EXERCISE TASK. Gather every line of the data below that contains the string "goose", and copy each of those lines out. Matching is case-sensitive.

ITEMS.

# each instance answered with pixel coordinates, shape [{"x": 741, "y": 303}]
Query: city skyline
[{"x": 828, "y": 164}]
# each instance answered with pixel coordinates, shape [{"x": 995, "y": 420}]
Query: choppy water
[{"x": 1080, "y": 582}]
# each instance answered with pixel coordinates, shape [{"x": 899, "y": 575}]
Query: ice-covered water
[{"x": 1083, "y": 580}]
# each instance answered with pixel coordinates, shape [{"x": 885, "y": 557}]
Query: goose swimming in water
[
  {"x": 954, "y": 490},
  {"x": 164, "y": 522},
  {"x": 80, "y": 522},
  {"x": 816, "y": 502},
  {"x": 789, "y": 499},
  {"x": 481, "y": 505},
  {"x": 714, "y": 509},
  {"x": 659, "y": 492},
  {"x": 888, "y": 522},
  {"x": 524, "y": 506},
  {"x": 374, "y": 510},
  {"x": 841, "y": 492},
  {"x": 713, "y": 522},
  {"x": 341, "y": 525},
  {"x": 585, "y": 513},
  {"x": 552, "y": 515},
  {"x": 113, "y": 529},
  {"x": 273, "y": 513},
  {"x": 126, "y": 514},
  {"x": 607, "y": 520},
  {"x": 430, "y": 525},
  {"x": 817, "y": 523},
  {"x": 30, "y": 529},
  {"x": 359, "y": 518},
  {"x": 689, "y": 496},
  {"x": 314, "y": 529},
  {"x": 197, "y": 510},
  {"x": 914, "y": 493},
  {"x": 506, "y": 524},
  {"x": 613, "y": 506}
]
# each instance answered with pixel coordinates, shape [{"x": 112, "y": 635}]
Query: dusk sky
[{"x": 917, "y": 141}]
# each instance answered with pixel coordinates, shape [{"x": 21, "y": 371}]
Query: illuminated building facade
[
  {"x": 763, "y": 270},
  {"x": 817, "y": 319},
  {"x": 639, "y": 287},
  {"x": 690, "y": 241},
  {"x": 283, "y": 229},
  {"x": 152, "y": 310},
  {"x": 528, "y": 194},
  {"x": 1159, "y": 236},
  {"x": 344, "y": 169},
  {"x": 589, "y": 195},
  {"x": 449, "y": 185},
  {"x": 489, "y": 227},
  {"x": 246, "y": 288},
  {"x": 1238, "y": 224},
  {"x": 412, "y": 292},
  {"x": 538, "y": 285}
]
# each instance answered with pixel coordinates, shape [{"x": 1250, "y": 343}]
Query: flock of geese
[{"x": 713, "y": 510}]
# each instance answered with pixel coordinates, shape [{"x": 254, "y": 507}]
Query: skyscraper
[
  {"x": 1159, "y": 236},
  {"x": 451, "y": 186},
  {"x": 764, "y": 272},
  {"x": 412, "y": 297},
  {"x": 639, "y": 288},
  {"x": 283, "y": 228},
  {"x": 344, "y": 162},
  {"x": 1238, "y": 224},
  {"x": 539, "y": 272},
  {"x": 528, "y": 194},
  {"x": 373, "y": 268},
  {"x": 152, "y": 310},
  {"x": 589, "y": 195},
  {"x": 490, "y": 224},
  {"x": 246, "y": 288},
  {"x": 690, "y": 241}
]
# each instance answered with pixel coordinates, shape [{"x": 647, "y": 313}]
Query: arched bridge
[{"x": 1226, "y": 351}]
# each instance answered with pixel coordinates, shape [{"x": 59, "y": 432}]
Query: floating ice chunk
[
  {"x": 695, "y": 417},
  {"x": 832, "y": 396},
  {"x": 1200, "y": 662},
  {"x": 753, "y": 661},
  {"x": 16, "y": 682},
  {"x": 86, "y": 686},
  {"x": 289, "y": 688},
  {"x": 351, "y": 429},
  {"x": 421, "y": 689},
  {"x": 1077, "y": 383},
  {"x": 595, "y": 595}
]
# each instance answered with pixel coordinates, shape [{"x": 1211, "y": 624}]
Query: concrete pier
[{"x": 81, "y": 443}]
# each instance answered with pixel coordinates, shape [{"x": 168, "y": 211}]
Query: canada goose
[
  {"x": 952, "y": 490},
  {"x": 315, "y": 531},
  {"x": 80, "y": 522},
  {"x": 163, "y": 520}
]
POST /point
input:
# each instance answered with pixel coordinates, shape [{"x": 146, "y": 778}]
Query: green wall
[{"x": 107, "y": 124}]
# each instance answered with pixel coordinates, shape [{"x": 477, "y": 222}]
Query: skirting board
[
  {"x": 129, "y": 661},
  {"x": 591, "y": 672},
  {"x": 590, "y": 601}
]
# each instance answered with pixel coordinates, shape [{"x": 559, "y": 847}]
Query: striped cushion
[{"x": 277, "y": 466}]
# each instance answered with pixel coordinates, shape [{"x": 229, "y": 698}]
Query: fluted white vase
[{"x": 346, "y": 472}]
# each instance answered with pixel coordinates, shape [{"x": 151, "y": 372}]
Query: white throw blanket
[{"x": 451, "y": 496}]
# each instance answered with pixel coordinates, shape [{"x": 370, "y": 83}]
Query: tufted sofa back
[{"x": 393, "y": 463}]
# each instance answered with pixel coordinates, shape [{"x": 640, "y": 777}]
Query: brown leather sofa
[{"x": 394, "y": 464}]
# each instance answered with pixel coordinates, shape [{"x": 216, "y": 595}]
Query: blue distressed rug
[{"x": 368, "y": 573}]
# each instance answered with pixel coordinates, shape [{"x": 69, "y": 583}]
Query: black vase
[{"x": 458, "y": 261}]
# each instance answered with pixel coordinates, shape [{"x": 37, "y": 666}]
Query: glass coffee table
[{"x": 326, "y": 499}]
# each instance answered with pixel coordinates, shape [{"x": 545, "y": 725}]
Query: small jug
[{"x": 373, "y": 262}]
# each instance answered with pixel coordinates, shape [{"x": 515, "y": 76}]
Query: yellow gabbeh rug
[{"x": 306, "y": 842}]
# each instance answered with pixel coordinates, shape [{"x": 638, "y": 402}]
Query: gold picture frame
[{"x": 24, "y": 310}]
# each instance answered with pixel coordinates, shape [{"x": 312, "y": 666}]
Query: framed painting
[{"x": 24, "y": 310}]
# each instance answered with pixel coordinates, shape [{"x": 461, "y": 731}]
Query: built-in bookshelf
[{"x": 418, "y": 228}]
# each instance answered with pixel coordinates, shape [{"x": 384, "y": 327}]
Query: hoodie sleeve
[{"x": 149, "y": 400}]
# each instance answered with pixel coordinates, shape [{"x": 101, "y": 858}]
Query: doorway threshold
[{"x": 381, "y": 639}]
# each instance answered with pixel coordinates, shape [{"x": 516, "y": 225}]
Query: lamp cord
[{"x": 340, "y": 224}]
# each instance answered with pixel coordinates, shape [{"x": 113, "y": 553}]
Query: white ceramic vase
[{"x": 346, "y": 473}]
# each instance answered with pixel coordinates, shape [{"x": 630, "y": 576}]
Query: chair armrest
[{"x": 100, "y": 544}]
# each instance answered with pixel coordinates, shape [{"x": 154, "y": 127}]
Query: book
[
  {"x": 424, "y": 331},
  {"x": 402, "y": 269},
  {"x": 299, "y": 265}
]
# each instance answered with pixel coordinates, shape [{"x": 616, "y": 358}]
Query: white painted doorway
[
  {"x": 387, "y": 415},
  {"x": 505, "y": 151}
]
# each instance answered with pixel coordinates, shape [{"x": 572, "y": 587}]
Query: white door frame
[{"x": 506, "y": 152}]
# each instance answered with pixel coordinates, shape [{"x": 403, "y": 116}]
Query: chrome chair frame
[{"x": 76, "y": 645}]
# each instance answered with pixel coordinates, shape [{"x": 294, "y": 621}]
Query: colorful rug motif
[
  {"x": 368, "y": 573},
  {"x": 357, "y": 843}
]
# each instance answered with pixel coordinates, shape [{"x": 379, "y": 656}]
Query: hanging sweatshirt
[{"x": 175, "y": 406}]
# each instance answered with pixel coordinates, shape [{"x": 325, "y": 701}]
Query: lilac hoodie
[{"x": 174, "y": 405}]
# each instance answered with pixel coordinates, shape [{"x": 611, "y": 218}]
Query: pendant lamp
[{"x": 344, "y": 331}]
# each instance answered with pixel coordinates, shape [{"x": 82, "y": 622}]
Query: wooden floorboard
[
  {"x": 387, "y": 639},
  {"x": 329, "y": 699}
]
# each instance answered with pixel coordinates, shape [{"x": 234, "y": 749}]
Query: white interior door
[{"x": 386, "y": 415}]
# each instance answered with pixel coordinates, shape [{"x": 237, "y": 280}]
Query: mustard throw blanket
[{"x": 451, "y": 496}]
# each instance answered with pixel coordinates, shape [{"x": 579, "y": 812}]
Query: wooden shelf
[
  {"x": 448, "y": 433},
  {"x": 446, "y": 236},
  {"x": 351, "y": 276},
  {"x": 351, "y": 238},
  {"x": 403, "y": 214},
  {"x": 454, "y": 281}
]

==

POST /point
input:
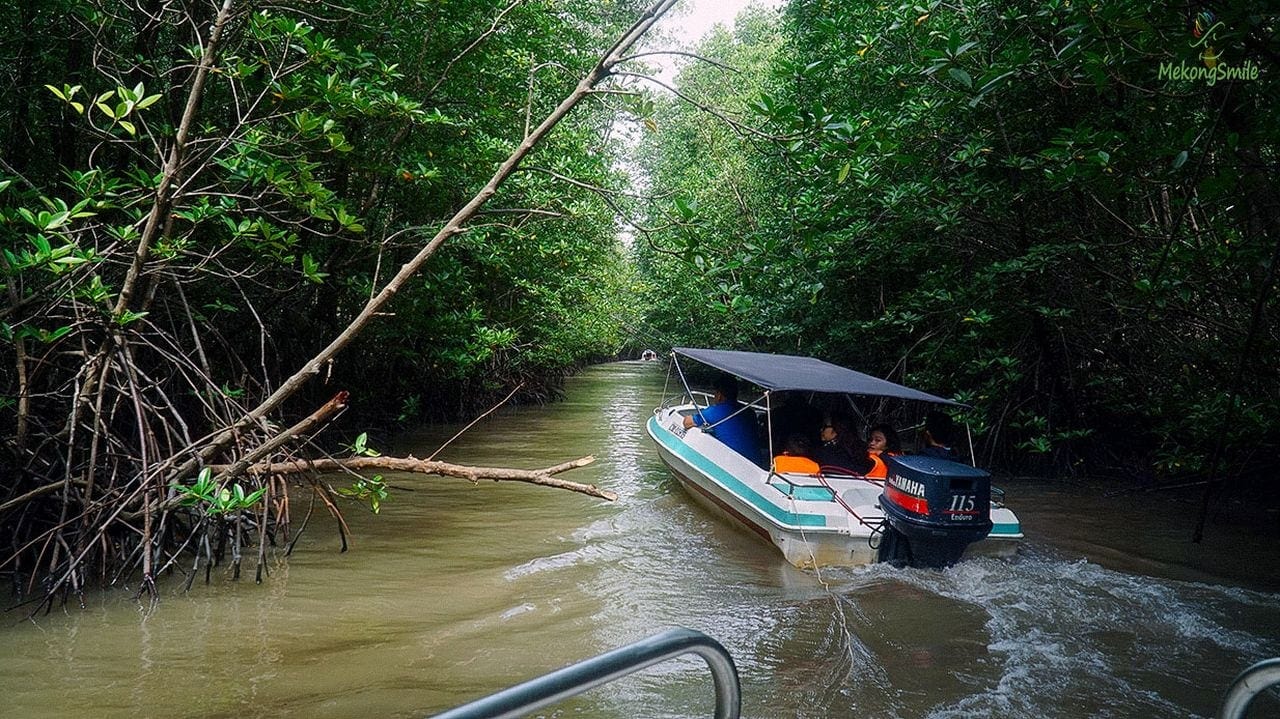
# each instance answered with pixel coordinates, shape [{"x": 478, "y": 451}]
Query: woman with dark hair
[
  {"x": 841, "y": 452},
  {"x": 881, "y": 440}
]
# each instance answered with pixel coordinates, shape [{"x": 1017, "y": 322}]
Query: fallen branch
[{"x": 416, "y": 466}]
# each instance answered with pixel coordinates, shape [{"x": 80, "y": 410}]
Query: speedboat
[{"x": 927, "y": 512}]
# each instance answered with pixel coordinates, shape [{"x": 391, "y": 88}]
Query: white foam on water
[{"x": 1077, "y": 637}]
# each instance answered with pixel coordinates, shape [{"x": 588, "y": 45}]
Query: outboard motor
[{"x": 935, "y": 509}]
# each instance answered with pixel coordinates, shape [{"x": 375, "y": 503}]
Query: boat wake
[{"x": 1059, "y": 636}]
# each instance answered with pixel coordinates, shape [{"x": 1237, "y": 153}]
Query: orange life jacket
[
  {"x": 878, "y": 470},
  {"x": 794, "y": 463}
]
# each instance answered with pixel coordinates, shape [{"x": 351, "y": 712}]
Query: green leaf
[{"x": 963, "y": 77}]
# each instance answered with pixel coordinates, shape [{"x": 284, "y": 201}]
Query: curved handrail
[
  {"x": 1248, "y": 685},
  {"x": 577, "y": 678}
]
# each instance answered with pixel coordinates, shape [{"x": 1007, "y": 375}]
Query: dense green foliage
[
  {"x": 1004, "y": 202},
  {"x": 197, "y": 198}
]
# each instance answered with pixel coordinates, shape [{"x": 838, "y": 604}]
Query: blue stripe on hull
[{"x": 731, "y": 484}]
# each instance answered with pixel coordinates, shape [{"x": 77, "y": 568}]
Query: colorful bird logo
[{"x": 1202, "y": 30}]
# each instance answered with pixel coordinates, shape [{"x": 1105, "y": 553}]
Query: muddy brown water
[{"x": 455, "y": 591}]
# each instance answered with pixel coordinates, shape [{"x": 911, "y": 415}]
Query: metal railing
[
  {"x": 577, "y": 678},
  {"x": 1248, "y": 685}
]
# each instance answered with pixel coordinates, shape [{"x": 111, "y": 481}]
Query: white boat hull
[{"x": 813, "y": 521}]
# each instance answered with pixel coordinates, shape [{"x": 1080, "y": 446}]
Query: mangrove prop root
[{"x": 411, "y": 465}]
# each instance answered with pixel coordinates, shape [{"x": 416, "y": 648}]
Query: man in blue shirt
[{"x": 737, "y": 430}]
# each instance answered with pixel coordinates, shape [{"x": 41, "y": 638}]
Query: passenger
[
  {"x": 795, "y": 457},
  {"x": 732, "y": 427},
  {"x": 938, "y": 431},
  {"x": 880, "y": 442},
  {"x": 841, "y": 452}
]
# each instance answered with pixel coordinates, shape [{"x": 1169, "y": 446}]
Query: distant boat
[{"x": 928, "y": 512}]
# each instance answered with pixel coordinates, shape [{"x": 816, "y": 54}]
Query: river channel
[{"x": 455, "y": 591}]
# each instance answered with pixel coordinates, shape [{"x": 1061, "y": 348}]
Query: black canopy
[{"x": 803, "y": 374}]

ANSWER TO THE TASK.
Query: goose swimming in water
Query: canada goose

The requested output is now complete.